Task prompt | Every record must be copied out exactly.

[Point localization data]
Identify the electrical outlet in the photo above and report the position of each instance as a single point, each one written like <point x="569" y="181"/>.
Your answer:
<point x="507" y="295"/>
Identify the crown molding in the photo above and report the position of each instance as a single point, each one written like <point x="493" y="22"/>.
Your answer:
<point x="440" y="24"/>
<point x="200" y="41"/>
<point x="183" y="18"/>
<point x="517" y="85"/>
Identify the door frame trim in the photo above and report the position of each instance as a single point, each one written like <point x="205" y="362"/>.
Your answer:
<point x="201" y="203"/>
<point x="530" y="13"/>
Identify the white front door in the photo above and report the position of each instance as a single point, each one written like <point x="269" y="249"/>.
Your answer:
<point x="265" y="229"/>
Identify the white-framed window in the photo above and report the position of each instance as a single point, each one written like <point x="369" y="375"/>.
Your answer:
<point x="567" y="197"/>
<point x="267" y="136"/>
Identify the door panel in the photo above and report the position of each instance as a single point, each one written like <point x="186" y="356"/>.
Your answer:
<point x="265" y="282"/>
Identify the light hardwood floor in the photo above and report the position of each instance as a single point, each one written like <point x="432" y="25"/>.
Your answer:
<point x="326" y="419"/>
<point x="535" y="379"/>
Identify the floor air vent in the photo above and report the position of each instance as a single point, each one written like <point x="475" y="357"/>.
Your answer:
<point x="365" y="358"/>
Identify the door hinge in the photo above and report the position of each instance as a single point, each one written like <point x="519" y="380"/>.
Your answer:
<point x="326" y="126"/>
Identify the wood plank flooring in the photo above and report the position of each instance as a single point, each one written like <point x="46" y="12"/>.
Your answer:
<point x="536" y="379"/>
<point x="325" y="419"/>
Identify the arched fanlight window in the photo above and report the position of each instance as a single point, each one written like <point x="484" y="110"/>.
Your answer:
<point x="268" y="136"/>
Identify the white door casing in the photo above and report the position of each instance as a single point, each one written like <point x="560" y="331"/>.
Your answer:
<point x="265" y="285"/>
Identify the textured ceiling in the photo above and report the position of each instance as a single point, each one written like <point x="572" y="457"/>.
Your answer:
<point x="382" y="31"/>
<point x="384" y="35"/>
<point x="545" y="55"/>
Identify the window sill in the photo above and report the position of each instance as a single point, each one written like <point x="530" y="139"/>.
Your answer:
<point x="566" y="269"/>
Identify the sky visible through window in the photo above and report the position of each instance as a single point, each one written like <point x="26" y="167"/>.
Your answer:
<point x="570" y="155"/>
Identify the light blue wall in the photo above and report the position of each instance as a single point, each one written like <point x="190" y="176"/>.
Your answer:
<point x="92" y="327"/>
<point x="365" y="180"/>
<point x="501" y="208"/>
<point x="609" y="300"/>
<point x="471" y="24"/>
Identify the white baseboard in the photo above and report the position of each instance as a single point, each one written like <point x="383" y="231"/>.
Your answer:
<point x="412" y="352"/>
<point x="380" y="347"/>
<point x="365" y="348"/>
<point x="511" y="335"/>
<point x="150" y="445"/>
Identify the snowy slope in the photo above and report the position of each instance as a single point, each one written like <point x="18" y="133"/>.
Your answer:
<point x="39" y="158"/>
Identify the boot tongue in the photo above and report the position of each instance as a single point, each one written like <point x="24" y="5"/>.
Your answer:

Output of the task |
Identify the electrical outlet in the photo above and report the position of each instance as a single point, each one written like <point x="569" y="181"/>.
Your answer:
<point x="507" y="295"/>
Identify the crown molding in the photo above and report the position of each instance as a single point, each one written like <point x="493" y="22"/>.
Your answer:
<point x="440" y="24"/>
<point x="200" y="41"/>
<point x="183" y="18"/>
<point x="517" y="85"/>
Identify the door frame trim in the photo above and report the position of each instance as a single point, each one written like <point x="205" y="362"/>.
Your answer:
<point x="201" y="203"/>
<point x="530" y="13"/>
Identify the white front door in the photo above and report the position of each instance as a single point, each one written like <point x="269" y="249"/>.
Your answer:
<point x="265" y="229"/>
Identify the white-framed window in the photo above and report the position of each instance as a single point, each one written like <point x="369" y="375"/>.
Your answer:
<point x="567" y="197"/>
<point x="267" y="136"/>
Identify the door panel in the photo above and report the position of each instance as a single point, each one written like <point x="186" y="356"/>.
Your answer:
<point x="265" y="282"/>
Identify the light hardwood floor in the photo above and report the position of each instance as a single point, each one written like <point x="432" y="25"/>.
Your answer:
<point x="326" y="419"/>
<point x="535" y="379"/>
Identify the floor air vent in the photo above and report the position of each instance as a single point, each one written like <point x="475" y="357"/>.
Your answer:
<point x="365" y="358"/>
Identify the door hinge in the photo above and report the position of each instance as a single point, each one written like <point x="519" y="380"/>.
Your answer:
<point x="326" y="126"/>
Identify the wood plank flooring in the photo above and report the position of each instance as a single point, each one written like <point x="46" y="12"/>.
Your answer:
<point x="536" y="379"/>
<point x="325" y="419"/>
Identify the arched fanlight window in the photo above and report the position of each instance as a single point, each one written like <point x="484" y="110"/>.
Your answer:
<point x="268" y="136"/>
Identify the white door casing in the photo above and report the position of each instance as a single point, each one written like <point x="560" y="331"/>.
Your answer:
<point x="265" y="285"/>
Identify the textured ceiling in the photo above and report the position of each instance as a single point, each one written like <point x="572" y="457"/>.
Your answer:
<point x="382" y="31"/>
<point x="384" y="35"/>
<point x="545" y="55"/>
Identify the window sill in the photo above and report the position of each instance as a single point, each one written like <point x="530" y="139"/>.
Your answer:
<point x="566" y="269"/>
Identify the sky visible through window in the photo above and report the position of each instance as a single point, each one written like <point x="26" y="167"/>.
Your answer:
<point x="570" y="155"/>
Identify the light blue wall in the photo above and report the position of each instance as a single point, each one written like <point x="190" y="176"/>.
Your answer:
<point x="92" y="327"/>
<point x="365" y="180"/>
<point x="501" y="208"/>
<point x="609" y="300"/>
<point x="471" y="24"/>
Identify the white baseboard in the photo above and report the position of each instance as a single point, each one written like <point x="383" y="231"/>.
Your answer:
<point x="412" y="352"/>
<point x="380" y="347"/>
<point x="365" y="348"/>
<point x="511" y="335"/>
<point x="150" y="445"/>
Identify the snowy slope in the photo above and report the position of each instance as a single point, each one written like <point x="18" y="133"/>.
Your answer:
<point x="39" y="158"/>
Identify the boot tongue in the photo above and report the position of each instance as a single point, each one written like <point x="24" y="5"/>.
Your answer:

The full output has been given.